▶ EXERCISE INPUT

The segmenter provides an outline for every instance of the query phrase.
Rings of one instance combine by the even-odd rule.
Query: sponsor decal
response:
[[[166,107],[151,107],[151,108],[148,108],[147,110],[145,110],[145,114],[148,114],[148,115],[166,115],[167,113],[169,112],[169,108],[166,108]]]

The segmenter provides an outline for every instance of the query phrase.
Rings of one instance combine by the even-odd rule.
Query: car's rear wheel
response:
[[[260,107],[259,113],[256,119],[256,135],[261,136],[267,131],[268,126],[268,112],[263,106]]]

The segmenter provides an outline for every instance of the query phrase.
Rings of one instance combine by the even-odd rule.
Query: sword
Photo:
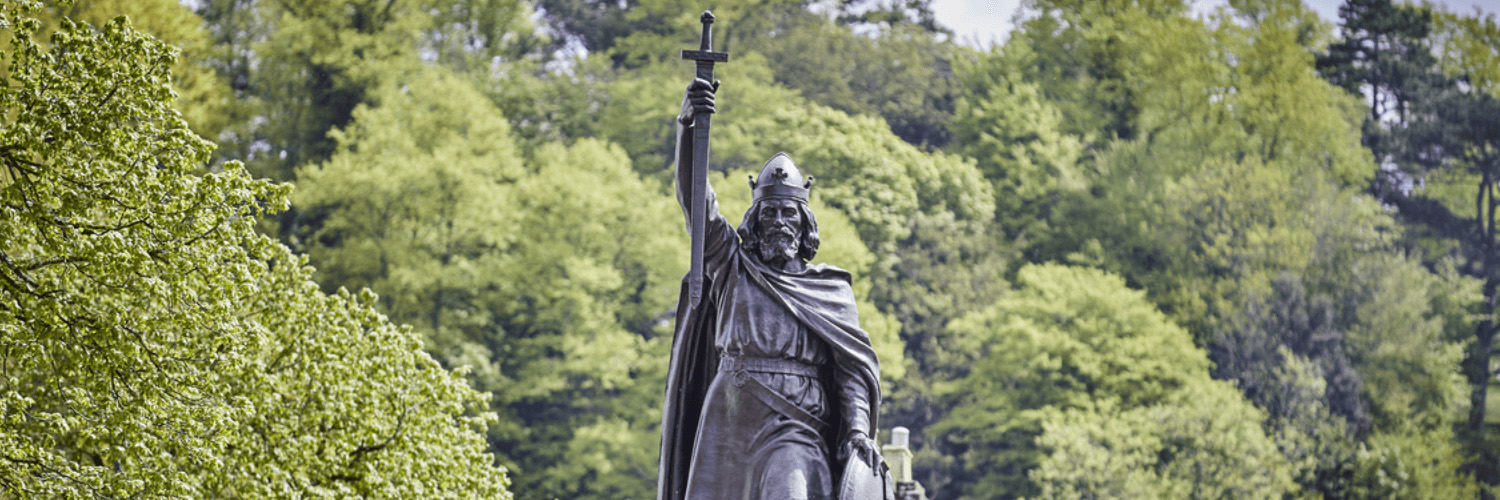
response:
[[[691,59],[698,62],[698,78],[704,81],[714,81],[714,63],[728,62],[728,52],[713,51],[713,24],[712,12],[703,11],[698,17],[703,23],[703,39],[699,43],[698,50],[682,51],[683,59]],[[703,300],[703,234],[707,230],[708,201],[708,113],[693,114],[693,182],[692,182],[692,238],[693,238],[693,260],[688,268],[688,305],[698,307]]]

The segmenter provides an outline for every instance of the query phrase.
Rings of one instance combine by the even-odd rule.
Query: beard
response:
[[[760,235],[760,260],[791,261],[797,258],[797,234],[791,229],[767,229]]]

▶ WORK ORDER
Transcribe the listing above in full and exactly; no pictures belong in the copy.

▶ TASK RESULT
The segmenter provides an outline for every instance of the query phrase.
Rings of one instance combine by the even-odd rule.
Query: sponsor decal
response:
[[[166,107],[151,107],[151,108],[148,108],[147,110],[145,110],[145,114],[148,114],[148,115],[166,115],[167,113],[169,112],[169,108],[166,108]]]

The segmenter provides an outline for every instance of the query phrase.
Rings of one instance combine by the even-odd rule.
Query: car's rear wheel
response:
[[[260,107],[259,113],[256,119],[256,135],[261,136],[267,131],[268,126],[268,112],[263,106]]]

The segmenter provides an outline for every instance of the query phrase.
Rings of one instance combine by the even-odd rule.
Query: sword
Photo:
response:
[[[691,59],[698,62],[698,78],[704,81],[714,81],[714,63],[728,62],[728,52],[713,51],[713,24],[712,12],[703,11],[698,17],[703,23],[703,39],[699,43],[698,50],[682,51],[683,59]],[[703,300],[703,234],[707,230],[708,201],[708,113],[693,114],[693,182],[692,182],[692,238],[693,238],[693,260],[688,268],[688,305],[698,307]]]

The segmenter provides an outline for every instance of the query phrase.
Rings of one instance combine by the even-odd rule.
Query: beard
response:
[[[760,235],[760,260],[791,261],[797,258],[797,234],[791,229],[767,229]]]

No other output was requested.